Work to complete: Return, word for word, the part of the judgment below that starts with "DATE OF JUDGMENT: 18/05/2007" and goes on through "No.2371 of 2006)".

Excerpted passage:
--- begin ---

PETITIONER: Rizwan Akbar Hussain Syyed

RESPONDENT: Mehmood Hussain and Anr

DATE OF JUDGMENT: 18/05/2007

BENCH: Dr. ARIJIT PASAYAT & S.H. KAPADIA

JUDGMENT: J U D G M E N T

CRIMINAL APPEAL NO.  768 OF 2007 (Arising out of SLP (Crl.) No.2371 of 2006)

Dr. ARIJIT PASAYAT, J.

1.      Leave granted.

2.      Challenge in this appeal is to the order passed by a  learned Single Judge of the Bombay High Court cancelling the  bail granted to the appellant, by exercising power under  Section 439(2) of the Code of Criminal Procedure, 1973 (for  short the ’Code’).

--- end ---

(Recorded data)
--- begin ---

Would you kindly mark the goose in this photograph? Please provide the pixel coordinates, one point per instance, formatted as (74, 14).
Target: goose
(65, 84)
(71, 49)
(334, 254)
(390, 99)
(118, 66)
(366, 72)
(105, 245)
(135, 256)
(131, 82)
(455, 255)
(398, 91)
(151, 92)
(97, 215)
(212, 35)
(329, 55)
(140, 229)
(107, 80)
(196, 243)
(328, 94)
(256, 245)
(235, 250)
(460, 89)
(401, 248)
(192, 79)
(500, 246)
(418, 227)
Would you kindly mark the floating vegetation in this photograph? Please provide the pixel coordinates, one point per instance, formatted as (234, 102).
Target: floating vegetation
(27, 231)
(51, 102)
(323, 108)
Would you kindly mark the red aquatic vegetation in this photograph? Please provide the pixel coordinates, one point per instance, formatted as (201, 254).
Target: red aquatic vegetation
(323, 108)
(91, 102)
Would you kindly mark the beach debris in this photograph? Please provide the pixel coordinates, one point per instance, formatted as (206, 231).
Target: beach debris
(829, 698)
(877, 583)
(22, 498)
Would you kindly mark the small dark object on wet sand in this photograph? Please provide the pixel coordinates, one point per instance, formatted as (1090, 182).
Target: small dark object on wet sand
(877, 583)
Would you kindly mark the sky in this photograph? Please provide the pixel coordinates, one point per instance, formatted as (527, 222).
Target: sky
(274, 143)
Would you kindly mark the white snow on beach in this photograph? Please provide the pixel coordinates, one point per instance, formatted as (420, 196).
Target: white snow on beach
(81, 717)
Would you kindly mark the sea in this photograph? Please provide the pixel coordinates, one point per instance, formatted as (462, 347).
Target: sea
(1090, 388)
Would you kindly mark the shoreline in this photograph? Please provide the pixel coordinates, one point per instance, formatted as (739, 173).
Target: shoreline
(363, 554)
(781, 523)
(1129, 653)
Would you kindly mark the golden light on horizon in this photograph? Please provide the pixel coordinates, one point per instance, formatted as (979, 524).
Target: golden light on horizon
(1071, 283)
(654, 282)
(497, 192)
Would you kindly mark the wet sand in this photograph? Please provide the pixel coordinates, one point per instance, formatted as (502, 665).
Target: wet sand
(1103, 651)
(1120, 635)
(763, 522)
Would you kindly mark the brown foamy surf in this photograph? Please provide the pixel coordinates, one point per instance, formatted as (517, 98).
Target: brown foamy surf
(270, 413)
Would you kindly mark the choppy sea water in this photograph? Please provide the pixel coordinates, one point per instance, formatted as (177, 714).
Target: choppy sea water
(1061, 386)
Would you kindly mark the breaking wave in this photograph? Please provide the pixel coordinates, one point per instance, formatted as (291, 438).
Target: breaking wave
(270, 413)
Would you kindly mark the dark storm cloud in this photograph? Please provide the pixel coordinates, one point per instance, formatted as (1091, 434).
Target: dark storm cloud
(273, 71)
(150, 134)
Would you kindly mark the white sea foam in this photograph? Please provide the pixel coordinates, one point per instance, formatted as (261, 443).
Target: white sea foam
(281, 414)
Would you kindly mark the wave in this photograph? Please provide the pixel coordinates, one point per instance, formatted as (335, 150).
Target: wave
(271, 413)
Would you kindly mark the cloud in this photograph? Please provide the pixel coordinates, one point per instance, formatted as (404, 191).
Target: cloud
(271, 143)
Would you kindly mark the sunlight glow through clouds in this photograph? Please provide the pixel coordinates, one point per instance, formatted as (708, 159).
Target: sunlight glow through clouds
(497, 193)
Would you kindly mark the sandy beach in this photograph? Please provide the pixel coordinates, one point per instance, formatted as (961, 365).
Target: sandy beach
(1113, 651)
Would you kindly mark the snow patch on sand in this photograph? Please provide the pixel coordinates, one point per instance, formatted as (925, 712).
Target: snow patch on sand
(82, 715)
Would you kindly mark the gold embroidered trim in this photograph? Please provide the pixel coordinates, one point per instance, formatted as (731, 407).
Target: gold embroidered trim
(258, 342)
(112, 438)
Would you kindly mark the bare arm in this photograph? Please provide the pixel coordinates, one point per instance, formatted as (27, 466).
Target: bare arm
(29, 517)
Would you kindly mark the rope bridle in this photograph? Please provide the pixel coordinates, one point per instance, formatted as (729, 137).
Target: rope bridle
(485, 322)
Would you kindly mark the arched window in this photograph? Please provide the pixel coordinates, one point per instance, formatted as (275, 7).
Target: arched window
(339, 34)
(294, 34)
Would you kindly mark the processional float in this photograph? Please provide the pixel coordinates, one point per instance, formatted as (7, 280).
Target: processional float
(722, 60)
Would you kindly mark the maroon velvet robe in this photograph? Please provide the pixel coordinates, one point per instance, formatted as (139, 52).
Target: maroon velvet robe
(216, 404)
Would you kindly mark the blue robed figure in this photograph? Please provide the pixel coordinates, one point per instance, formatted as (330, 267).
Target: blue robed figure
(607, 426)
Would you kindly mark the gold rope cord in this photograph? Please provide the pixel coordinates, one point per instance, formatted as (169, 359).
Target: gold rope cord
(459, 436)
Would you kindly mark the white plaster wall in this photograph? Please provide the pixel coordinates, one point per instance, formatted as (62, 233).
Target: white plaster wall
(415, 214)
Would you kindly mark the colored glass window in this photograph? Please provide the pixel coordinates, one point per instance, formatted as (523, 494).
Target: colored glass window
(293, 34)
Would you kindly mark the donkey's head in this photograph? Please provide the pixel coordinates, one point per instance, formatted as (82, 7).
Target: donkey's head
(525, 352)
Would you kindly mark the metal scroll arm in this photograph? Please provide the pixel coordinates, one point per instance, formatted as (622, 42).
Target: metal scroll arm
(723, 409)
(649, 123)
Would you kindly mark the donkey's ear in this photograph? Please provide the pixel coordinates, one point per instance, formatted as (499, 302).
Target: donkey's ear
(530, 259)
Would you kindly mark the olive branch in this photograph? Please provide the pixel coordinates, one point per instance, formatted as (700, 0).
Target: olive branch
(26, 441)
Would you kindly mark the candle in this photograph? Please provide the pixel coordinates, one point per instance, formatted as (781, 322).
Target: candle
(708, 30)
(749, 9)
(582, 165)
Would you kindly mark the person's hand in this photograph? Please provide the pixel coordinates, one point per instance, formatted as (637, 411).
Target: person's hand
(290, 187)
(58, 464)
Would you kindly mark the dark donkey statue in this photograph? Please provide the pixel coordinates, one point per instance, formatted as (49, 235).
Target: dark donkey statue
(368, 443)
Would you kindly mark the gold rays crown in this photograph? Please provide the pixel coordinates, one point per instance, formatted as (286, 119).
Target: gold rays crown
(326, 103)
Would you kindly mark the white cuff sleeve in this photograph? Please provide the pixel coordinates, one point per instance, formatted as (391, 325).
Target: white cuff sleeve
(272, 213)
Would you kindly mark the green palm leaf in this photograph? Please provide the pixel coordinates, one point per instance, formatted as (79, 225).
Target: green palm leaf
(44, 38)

--- end ---

The reply:
DATE OF JUDGMENT: 18/05/2007

BENCH: Dr. ARIJIT PASAYAT & S.H. KAPADIA

JUDGMENT: J U D G M E N T

CRIMINAL APPEAL NO.  768 OF 2007 (Arising out of SLP (Crl.) No.2371 of 2006)